▶ **ESTRATTO FORNITO**:
****************

Uno studente di legge, alle prime armi, potrebbe facilmente dedurre che queste azioni siano un indice di correità degli organi dello Stato con i criminali.

Anche io, che non sono uno studente, ho la stessa sensazione. Strano che alle polizie, ai nostri giuristi, in parlamento e nelle università, nelle avvocature, nel Ministero della Giustizia, nei Palazzi di Giustizia, sfuggano concetti così elementari.

Ma saranno veramente laureati? Chissà, con queste autocertificazioni non possiamo più esserne sicuri. Detto questo, non resterebbe ora, per completare il discorso, che parlare male, o almeno non troppo bene, del Dipartimento di Amministrazione Penitenziaria (DAP), del Garante dei detenuti, degli psicologi e degli educatori penitenziari .

DAP Dipartimento Amministrazione Penitenziaria

Tutti presi, i primi a paventare incombenti autolesionismi 3X1 e la necessità di recuperare e rieducare tutti, i  secondi, specialmente quelli che non vogliono sentir parlare di recupero e rieducazione, perché aspettano solo di uscire e tornare a fare i Robin Hood – primi responsabili e fautori di concessione di benefici di ogni genere, che i giudici di sorveglianza elargiscono a piene mani, se non altro per non avere nugoli di avvocati petulanti davanti alle loro porte.

Anche la Polizia Penitenziaria e i Direttori hanno le loro colpe, causate anche da quella attività sindacale mai sazia nel chiedere e agitare gli animi di chi viene dal paesello del Sud e vuole tornarci, non tenendo conto che le carceri stanno pure al Centro e al Nord.

****************

▶ **MATERIALE MOSTRATO**:
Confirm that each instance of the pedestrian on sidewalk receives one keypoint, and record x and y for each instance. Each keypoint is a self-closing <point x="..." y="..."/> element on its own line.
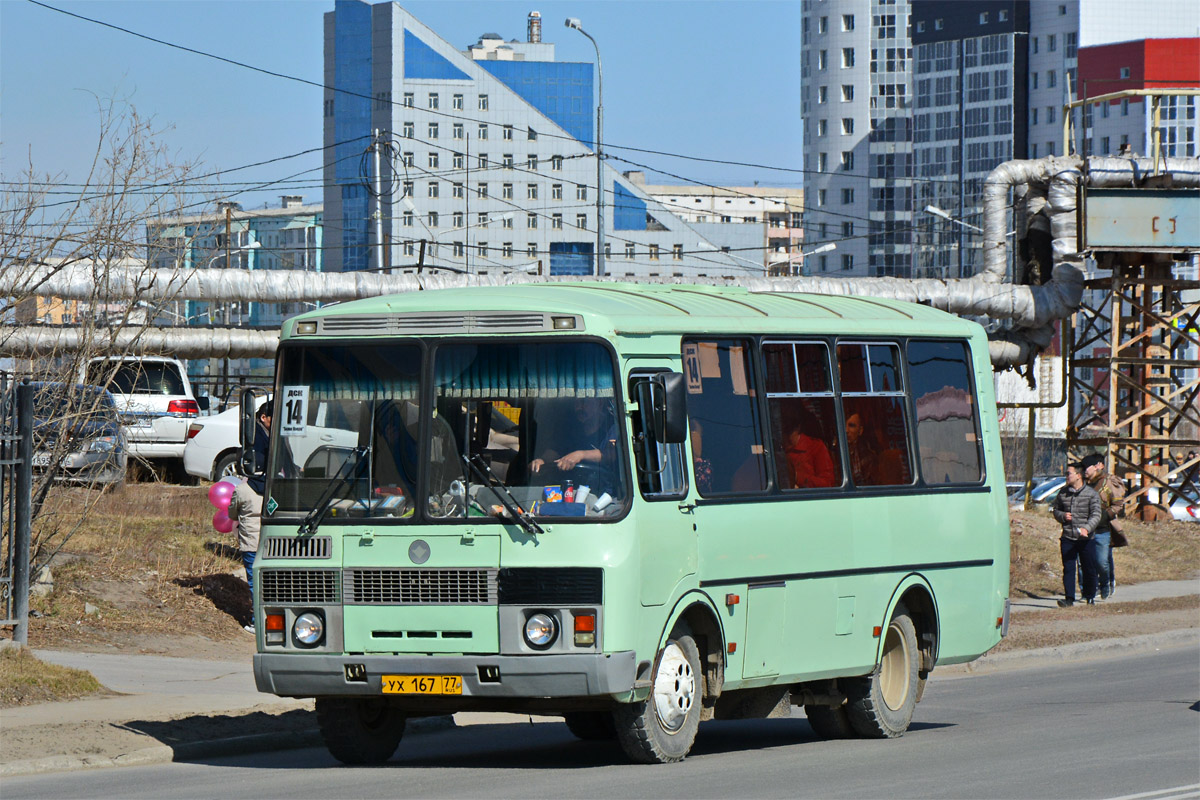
<point x="1109" y="533"/>
<point x="1078" y="510"/>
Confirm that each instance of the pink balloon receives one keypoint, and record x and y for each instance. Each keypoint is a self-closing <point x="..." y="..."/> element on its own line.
<point x="220" y="495"/>
<point x="222" y="522"/>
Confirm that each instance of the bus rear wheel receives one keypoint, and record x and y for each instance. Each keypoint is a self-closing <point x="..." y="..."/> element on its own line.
<point x="881" y="704"/>
<point x="360" y="731"/>
<point x="591" y="726"/>
<point x="661" y="728"/>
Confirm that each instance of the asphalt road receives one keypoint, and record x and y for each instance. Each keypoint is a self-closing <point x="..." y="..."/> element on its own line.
<point x="1104" y="728"/>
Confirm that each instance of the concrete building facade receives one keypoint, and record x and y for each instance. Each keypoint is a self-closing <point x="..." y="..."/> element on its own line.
<point x="486" y="160"/>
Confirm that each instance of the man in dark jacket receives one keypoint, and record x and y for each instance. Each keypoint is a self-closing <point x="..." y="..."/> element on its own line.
<point x="1078" y="509"/>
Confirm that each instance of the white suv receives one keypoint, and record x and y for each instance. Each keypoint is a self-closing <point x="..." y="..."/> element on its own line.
<point x="155" y="401"/>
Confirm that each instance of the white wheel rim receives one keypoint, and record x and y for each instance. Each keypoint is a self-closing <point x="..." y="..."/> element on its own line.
<point x="675" y="689"/>
<point x="894" y="668"/>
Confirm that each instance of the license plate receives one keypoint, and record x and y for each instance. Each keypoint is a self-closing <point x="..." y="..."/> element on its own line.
<point x="423" y="684"/>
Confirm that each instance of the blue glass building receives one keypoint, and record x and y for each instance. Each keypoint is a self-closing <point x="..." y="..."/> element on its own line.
<point x="487" y="158"/>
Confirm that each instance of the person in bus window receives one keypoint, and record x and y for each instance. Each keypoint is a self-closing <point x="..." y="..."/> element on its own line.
<point x="808" y="456"/>
<point x="589" y="440"/>
<point x="858" y="447"/>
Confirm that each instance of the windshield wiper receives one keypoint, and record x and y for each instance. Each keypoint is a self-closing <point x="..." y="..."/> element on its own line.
<point x="487" y="477"/>
<point x="313" y="518"/>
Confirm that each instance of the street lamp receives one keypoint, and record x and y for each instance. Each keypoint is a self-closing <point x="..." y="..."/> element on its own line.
<point x="577" y="25"/>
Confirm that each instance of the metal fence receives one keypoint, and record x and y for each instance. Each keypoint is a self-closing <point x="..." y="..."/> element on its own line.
<point x="16" y="491"/>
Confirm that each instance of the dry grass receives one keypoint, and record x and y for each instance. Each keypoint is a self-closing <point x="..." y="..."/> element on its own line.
<point x="1157" y="551"/>
<point x="24" y="680"/>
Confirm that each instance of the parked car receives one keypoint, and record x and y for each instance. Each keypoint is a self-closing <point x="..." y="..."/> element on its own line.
<point x="155" y="400"/>
<point x="213" y="446"/>
<point x="94" y="450"/>
<point x="1044" y="492"/>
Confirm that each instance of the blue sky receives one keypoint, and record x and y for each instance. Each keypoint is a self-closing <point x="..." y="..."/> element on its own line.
<point x="709" y="79"/>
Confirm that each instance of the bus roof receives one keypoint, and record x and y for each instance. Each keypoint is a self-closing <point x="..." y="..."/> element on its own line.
<point x="640" y="308"/>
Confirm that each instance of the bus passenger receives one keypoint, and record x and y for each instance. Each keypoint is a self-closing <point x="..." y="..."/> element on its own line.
<point x="810" y="462"/>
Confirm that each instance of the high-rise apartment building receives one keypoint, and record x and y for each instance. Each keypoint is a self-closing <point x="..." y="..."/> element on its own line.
<point x="487" y="160"/>
<point x="856" y="61"/>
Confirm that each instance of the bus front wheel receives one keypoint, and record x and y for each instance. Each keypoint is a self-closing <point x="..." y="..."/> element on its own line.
<point x="661" y="728"/>
<point x="360" y="731"/>
<point x="881" y="704"/>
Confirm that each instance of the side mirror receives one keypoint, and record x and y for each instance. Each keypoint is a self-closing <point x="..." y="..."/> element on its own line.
<point x="669" y="402"/>
<point x="246" y="429"/>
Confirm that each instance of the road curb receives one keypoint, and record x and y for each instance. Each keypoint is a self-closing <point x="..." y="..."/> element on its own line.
<point x="191" y="751"/>
<point x="1077" y="651"/>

****************

▶ **ESERCIZI PROPOSTI**:
1. Traduci in inglese questa frase dell'articolo sulla giustizia e sulle carceri: "Uno studente di legge, alle prime armi, potrebbe facilmente dedurre che queste azioni siano un indice di correità degli organi dello Stato con i criminali."
2. Prosegui l'articolo sulla giustizia e sulle carceri a partire dalla frase che termina con "al Centro e al Nord."

▶ **SOLUZIONI**:
1. A novice law student could easily conclude that these actions are a sign of complicity between State bodies and criminals.

2.
Ma a ben vedere, sono certo che sto perdendo il mio tempo e lo faccio perdere pure ai miei tre pazienti lettori. Me ne scuso e mi solleva sapere che in tanti , di questi tempi bui, abbiamo molto tempo da perdere.

NOTE

1 Fonte: Dipartimento dell’amministrazione penitenziaria – Ufficio del Capo del Dipartimento – Sezione Statistica. 

2 I posti sono calcolati sulla base del criterio di 9 mq per singolo detenuto + 5 mq per gli altri, lo stesso per cui in Italia viene concessa l’abitabilità alle abitazioni (criterio demenziale), più favorevole rispetto ai 6 mq + 4 stabiliti dal CPT + servizi sanitari. Il dato sulla capienza non tiene conto di eventuali situazioni transitorie che comportano scostamenti temporanei dal valore indicato

3 Che dovrebbe essere concessa solo per modeste condanne, a chi non è pregiudicato e dia affidamento di non reiterare il reato (ampl. vds. artt. 163-168 del CP)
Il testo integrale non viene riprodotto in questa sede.